Selected excerpt
** BEGIN **

2She graduated from Limerick School of Art and Design with a BA in Fine Art in 2001 and completed her Master of Fine Arts at Chelsea College of Art and Design in 2004. She undertook a practice-based PhD in the Department of Drama, Queen Mary University of London, which she completed in 2013. Over the course of her doctoral research, which examined live art and femininity in an Irish context, Helena made a number of durational live art performances that explored Irish cultural histories. For example, in 2010 she performed Invisible Stains based on the labours, losses and political whitewashing experienced by the women detained in Ireland’s Magdalen Laundries. She devised a site-responsive durational performance entitled Containing Crisis, at Strokestown Park House: The National Famine Museum of Ireland in 2011, which interrogated the continual haunting power of the Famine in relation to the Republic of Ireland’s recent economic collapse. In 2012, Helena co-curated and participated in LABOUR, a touring group durational exhibition that brought together eleven female live artists native to or resident within Northern Ireland and the Republic of Ireland. Exploring issues of gender and labour in the Irish region, taking into account the relevance of Ireland’s geographic proximity to the United Kingdom, LABOUR toured London, Derry / Londonderry and Dublin.

3Helena has performed widely in galleries, museums, theatres and non-traditional art spaces, including public sites. In 2016, Helena performed in Future Histories at Kilmainham Gaol as part of the Arts Council of Ireland’s 1916 centenary programme. Helena is a founder member of the direct-action feminist performance group Speaking of IMELDA. Between 2013 and the successful referendum to repeal the 8th amendment in the Republic of Ireland on 25th May 2018 that enabled the government to legislate access to abortion, she contributed to the development of the group’s public performances, publications and media campaigns. Alongside her creative and activist work, Helena writes on contemporary performance practice.

4Artist’s website: http://www.helenawalsh.com

Valérie Morisson: Helena, who have been practising performance since 2001-2002, you have co-curated a collective exhibition, LABOUR, in 2012 devoted to performance, you have also contributed a chapter to Áine Phillips’ book, Performance Art in Ireland, A History, 2015, the first volume dedicated to this art form. Together with Amanda Coogan, you are among the main practitioners and supporters of performance art in Ireland and abroad, a form that was almost nonexistent back in the 1990s. When did this form emerge as a major practice in Ireland and which factors allowed it to impose itself?

** END **

Data provided

** BEGIN **

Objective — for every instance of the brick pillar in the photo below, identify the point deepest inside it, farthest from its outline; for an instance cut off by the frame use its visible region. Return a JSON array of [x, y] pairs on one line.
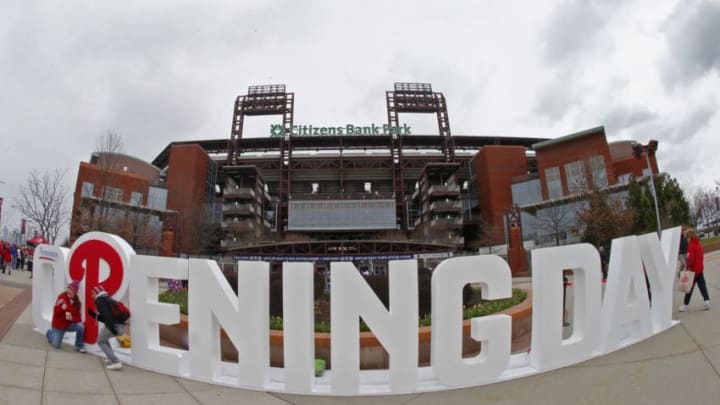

** END **

Written tasks
1/ Rewrite the passage on Helena's performance art, everything from "Valérie Morisson: Helena, who" down to "to impose itself?", with "overseas" in place of "abroad".
2/ Do these statements agree with the passage on Helena's performance art? Answer yes or no for each and quote the words that decide it.
(a) Helena completed her PhD at Queen Mary University of London in 2013.
(b) LABOUR brought together twelve female live artists.
(c) Containing Crisis was performed at Kilmainham Gaol.
3/ Write what comes next in the passage on Helena's performance art, picking up after its last sentence.

Answers to the tasks
1/
Valérie Morisson: Helena, who have been practising performance since 2001-2002, you have co-curated a collective exhibition, LABOUR, in 2012 devoted to performance, you have also contributed a chapter to Áine Phillips’ book, Performance Art in Ireland, A History, 2015, the first volume dedicated to this art form. Together with Amanda Coogan, you are among the main practitioners and supporters of performance art in Ireland and overseas, a form that was almost nonexistent back in the 1990s. When did this form emerge as a major practice in Ireland and which factors allowed it to impose itself?

2/
(a) Yes: "She undertook a practice-based PhD in the Department of Drama, Queen Mary University of London, which she completed in 2013."
(b) No: "brought together eleven female live artists native to or resident within Northern Ireland and the Republic of Ireland."
(c) No: "Containing Crisis, at Strokestown Park House: The National Famine Museum of Ireland in 2011."

3/
Helena Walsh: Performance art emerged on the island of Ireland in the early 1970s and has developed steadily and significantly as a practice since then. Performance art offered a means for artists to respond to socio-political realities in a particular cultural context and explore the everyday embodied effects of oppression, violence and gender inequality. For instance, early practitioners such as Brian O’Doherty and Alastair MacLennan responded to the political violence of the Troubles in Northern Ireland. Women artists north and south of the border also began to deploy the body in performance as a means of countering gendered norms in a particularly patriarchal, conservative cultural context, in which women’s bodily autonomy was severely restricted. The discontent voiced by the second-wave feminist movement is, of course, relevant here. Throughout the 1980s and into the 1990s female artists were engaged in experimental performance practices and often worked collaboratively to challenge the limited opportunities for women artists. Indeed, as Kate Antosik-Parsons details in Áine Phillips’ book, artists such as Pauline Cummins, Mary Duffy and Alanna O’Kelly were active at this time and the establishment of groups such as the Women Artists Action Group (WAAG) and the Northern Irish Women Artists Group (NIWAG) in 1987 sought to heighten the visibility of women artists.

VM: Would you say that performance art is particularly suited to address political issues from an embodied perspective, that is to say an alternative, more feminist, perspective?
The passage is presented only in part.